## AUFGABE
Welchen Begriff verwendet der Ausgangstext zur grundsätzlichen Bedeutung einer Rechtssache dafür, dass die Klärung der Rechtsfrage durch das Revisionsgericht zu erwarten ist?

## AUSGANGSTEXT
########################################
Eine grundsätzliche Bedeutung einer Rechtssache lässt sich nur darlegen, indem die Beschwerdebegründung ausführt, welche Rechtsfrage sich ernsthaft stellt, deren Klärung über den zu entscheidenden Einzelfall hinaus aus Gründen der Rechtseinheit oder Rechtsfortbildung im allgemeinen Interesse erforderlich (Klärungsbedürftigkeit) und deren Klärung durch das Revisionsgericht zu erwarten (Klärungsfähigkeit) ist ( BSG SozR 1500 § 160a Nr 60 und 65; BSG SozR 3-1500 § 160a Nr 16 mwN stRspr; BVerwG NJW 1999, 304 ; vgl auch BVerfG SozR 3-1500 § 160a Nr 7). Der Beschwerdeführer hat deshalb vorzutragen, inwiefern die Rechtsfrage unter Berücksichtigung der höchstrichterlichen Rechtsprechung und ggf des Schrifttums nicht ohne Weiteres zu beantworten ist und den Schritt darzustellen, den das Revisionsgericht zur Klärung der Rechtsfrage im Allgemeininteresse vornehmen soll ( BSG SozR 1500 § 160a Nr 31).
########################################
## AUSGEWÄHLTE DATENSÄTZE
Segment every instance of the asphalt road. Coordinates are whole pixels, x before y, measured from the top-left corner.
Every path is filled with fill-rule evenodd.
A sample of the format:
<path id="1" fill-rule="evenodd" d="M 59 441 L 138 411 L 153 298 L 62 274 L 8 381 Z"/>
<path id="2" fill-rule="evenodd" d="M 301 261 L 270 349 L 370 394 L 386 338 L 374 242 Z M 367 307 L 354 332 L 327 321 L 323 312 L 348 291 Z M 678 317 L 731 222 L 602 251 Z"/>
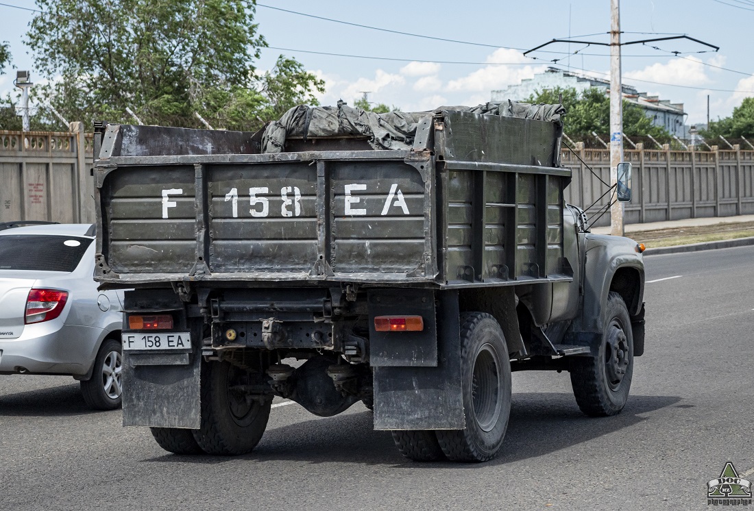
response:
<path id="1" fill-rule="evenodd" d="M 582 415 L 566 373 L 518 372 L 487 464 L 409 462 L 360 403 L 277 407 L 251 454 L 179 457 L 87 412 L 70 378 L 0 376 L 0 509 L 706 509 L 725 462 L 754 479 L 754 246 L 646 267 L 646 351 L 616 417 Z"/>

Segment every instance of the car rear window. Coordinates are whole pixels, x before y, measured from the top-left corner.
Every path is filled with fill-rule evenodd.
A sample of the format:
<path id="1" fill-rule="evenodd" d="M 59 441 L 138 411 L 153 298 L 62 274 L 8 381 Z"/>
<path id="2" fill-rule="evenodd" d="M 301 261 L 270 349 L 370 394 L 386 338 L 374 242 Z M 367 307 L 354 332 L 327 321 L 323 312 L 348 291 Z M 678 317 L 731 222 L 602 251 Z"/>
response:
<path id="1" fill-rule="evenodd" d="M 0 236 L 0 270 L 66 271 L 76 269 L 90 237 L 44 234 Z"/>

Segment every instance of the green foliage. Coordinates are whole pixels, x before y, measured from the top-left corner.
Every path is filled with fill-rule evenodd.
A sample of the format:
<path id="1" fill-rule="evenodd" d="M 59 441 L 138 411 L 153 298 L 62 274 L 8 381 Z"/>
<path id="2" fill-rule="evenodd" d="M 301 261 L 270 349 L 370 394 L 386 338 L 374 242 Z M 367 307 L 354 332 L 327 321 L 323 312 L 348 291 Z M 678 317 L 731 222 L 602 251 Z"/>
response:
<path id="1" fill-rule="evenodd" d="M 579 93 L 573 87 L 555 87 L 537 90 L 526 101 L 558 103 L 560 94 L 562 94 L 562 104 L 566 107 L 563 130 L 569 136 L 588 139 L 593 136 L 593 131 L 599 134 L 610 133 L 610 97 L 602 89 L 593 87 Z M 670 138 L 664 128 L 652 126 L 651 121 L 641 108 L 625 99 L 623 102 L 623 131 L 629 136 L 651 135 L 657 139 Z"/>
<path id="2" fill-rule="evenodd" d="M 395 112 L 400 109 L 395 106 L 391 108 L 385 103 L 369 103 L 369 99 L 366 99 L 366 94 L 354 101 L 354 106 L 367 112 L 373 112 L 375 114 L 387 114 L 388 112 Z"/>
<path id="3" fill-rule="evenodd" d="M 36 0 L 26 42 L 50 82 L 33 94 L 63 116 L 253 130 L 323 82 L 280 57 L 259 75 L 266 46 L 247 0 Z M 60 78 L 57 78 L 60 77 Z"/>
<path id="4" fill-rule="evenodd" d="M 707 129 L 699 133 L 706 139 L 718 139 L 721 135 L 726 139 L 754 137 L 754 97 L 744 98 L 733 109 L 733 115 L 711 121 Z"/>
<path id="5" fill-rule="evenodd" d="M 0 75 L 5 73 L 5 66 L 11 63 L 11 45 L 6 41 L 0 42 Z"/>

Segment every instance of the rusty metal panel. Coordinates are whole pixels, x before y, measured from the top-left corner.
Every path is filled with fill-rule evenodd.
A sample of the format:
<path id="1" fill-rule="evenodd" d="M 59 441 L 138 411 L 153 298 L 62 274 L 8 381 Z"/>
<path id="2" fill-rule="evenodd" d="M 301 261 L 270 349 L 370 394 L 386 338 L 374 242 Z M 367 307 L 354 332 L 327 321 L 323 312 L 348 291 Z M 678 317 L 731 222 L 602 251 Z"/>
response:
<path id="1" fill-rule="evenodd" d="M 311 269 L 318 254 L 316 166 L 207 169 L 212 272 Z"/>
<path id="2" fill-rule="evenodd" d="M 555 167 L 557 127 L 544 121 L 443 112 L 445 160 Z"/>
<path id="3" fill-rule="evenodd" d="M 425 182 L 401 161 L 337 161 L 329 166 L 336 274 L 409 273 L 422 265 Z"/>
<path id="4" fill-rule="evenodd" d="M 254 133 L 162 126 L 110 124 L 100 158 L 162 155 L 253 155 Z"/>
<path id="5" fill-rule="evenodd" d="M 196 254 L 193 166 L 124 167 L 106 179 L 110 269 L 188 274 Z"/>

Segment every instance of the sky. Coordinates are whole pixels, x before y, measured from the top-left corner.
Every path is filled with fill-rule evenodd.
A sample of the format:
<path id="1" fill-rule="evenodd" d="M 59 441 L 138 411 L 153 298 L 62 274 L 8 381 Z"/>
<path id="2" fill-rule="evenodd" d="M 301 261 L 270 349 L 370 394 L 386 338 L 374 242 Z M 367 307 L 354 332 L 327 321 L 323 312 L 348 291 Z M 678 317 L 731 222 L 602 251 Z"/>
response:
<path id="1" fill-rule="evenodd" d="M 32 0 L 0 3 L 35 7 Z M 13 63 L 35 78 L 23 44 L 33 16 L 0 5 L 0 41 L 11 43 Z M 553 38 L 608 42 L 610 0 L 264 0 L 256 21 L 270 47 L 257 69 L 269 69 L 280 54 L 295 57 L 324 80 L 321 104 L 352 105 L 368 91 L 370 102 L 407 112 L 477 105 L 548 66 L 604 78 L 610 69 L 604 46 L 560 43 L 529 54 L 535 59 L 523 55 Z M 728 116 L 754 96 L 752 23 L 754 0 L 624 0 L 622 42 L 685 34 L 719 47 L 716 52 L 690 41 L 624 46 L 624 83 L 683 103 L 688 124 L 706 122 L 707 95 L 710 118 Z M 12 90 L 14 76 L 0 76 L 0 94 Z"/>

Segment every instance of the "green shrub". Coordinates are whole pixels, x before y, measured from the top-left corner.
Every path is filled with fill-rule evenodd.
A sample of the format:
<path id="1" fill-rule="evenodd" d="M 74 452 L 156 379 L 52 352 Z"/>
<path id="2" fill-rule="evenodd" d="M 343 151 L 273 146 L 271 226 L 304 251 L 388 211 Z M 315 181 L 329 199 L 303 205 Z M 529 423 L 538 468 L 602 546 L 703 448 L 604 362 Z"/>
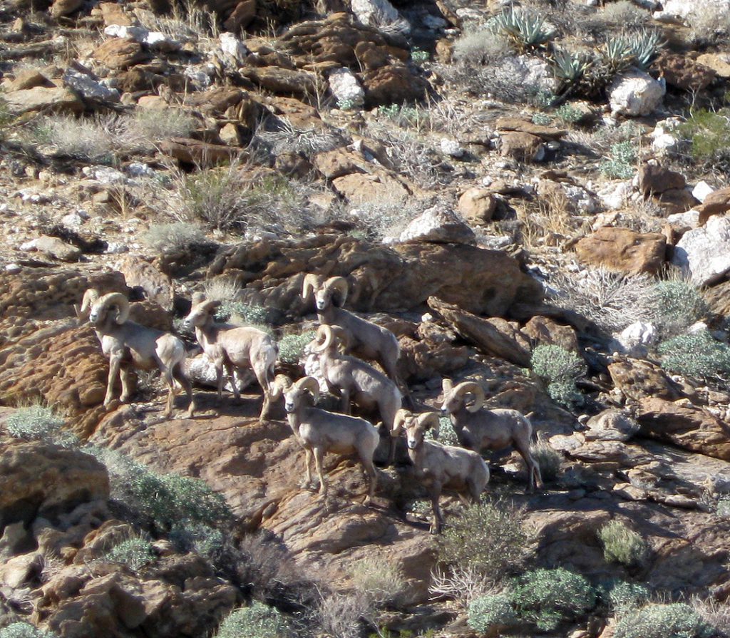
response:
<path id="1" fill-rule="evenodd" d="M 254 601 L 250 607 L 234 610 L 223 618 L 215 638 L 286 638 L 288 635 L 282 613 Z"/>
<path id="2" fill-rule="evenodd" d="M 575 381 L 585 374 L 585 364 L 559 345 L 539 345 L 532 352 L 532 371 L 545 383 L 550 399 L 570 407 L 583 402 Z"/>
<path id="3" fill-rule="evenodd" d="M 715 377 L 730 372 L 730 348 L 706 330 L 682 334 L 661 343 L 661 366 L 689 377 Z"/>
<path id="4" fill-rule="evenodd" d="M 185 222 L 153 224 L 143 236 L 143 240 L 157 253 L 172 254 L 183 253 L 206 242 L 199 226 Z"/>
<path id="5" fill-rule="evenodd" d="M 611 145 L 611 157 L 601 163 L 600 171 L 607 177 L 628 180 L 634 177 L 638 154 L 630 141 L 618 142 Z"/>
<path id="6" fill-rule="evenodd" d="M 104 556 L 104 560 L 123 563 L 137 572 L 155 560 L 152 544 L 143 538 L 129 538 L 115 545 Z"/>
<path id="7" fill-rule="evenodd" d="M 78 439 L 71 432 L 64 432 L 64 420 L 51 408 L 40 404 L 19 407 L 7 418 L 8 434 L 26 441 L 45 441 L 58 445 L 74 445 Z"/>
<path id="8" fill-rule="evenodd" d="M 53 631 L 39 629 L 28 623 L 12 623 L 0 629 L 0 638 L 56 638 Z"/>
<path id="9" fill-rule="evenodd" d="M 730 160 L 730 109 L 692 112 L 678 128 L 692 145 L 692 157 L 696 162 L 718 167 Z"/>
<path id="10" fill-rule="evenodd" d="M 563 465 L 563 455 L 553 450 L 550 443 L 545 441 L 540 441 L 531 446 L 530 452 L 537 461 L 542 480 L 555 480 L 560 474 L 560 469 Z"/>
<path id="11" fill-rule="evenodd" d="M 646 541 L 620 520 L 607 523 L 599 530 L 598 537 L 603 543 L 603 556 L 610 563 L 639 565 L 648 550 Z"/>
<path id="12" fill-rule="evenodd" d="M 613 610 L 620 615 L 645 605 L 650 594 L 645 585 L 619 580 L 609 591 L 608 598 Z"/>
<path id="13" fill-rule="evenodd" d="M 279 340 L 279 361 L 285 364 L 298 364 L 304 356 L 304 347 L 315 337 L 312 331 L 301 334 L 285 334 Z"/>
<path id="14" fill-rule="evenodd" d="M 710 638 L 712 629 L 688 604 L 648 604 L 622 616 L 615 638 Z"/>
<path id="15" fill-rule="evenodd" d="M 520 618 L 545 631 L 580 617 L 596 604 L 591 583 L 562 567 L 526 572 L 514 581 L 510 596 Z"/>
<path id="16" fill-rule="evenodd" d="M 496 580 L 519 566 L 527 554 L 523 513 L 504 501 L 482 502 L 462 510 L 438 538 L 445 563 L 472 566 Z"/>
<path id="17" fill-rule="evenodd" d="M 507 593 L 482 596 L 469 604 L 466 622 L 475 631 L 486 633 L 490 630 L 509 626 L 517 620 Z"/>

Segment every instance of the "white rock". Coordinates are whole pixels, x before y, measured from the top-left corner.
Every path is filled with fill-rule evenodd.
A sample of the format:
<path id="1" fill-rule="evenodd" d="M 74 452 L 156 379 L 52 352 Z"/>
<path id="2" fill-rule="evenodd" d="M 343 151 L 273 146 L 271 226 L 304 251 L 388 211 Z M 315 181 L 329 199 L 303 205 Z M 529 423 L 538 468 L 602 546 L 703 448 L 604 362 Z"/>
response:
########################################
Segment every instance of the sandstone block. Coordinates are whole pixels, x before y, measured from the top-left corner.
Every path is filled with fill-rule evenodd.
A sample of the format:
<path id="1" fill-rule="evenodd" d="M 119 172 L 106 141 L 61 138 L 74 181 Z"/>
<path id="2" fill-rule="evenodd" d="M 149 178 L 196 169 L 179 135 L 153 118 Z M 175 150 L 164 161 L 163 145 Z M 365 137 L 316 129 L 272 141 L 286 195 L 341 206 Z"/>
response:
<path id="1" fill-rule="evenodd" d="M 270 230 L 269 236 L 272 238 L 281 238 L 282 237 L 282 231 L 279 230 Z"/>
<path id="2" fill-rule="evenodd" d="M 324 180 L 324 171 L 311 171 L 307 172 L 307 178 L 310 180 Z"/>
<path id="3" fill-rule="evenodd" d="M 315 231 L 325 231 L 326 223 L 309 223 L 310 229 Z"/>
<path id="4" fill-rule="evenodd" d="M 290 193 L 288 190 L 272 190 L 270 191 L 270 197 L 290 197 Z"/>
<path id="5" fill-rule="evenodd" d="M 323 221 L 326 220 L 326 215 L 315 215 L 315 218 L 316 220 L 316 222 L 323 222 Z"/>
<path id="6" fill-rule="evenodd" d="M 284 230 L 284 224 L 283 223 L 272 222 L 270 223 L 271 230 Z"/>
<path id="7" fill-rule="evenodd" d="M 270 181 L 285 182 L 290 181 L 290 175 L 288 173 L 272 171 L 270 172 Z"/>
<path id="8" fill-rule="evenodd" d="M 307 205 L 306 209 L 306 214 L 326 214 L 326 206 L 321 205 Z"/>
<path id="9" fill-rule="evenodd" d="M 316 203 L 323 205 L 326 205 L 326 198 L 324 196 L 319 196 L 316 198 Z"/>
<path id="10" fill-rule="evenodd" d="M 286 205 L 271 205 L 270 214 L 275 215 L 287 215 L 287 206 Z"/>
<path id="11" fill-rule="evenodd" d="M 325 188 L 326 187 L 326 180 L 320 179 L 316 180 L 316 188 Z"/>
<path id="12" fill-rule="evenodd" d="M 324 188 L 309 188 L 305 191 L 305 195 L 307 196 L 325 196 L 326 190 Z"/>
########################################
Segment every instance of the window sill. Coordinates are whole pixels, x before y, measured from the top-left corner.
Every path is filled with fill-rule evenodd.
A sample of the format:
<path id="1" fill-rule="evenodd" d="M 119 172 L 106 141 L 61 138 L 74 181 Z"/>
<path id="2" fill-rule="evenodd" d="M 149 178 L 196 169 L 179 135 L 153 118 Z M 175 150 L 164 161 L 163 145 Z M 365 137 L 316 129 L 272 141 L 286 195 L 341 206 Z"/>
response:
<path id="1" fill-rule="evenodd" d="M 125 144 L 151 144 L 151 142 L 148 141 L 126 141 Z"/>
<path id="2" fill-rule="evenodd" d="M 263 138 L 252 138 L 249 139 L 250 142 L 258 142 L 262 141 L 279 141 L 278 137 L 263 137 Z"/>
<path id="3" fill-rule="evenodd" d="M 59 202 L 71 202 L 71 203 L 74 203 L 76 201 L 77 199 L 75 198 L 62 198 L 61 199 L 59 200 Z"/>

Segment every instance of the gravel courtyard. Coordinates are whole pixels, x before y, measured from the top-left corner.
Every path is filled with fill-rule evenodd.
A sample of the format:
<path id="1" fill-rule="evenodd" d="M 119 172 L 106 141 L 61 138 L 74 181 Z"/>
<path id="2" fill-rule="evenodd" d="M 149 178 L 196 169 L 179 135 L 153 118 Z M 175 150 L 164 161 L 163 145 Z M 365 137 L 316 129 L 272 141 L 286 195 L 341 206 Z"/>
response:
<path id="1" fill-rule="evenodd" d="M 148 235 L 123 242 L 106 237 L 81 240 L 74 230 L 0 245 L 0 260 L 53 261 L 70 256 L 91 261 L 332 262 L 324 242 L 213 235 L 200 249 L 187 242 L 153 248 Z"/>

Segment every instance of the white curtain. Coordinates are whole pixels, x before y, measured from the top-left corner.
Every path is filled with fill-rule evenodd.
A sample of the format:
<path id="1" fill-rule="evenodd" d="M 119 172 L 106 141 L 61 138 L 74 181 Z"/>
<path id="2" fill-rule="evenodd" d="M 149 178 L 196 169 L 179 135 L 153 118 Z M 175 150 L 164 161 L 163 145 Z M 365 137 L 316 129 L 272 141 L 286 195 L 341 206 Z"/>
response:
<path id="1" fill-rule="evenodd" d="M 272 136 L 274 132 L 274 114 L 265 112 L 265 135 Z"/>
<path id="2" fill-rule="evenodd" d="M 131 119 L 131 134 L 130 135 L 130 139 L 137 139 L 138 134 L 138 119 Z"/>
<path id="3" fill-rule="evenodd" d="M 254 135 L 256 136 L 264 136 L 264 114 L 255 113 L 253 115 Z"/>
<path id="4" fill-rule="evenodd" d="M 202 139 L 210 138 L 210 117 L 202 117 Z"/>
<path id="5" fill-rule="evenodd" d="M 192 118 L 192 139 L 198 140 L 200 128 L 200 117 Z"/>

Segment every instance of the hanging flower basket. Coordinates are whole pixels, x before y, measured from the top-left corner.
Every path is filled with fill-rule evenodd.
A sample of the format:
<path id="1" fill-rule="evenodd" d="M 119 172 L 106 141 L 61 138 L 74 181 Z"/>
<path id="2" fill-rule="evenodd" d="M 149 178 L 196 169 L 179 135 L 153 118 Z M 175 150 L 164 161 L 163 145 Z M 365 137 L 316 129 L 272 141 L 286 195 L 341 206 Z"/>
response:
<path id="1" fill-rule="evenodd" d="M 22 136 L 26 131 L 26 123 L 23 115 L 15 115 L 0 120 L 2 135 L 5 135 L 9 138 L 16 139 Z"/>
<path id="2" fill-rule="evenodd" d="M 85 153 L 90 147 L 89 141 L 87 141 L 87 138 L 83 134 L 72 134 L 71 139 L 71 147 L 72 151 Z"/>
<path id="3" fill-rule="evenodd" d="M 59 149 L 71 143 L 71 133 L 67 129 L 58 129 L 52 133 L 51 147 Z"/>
########################################
## ANTWORT
Klärungsfähigkeit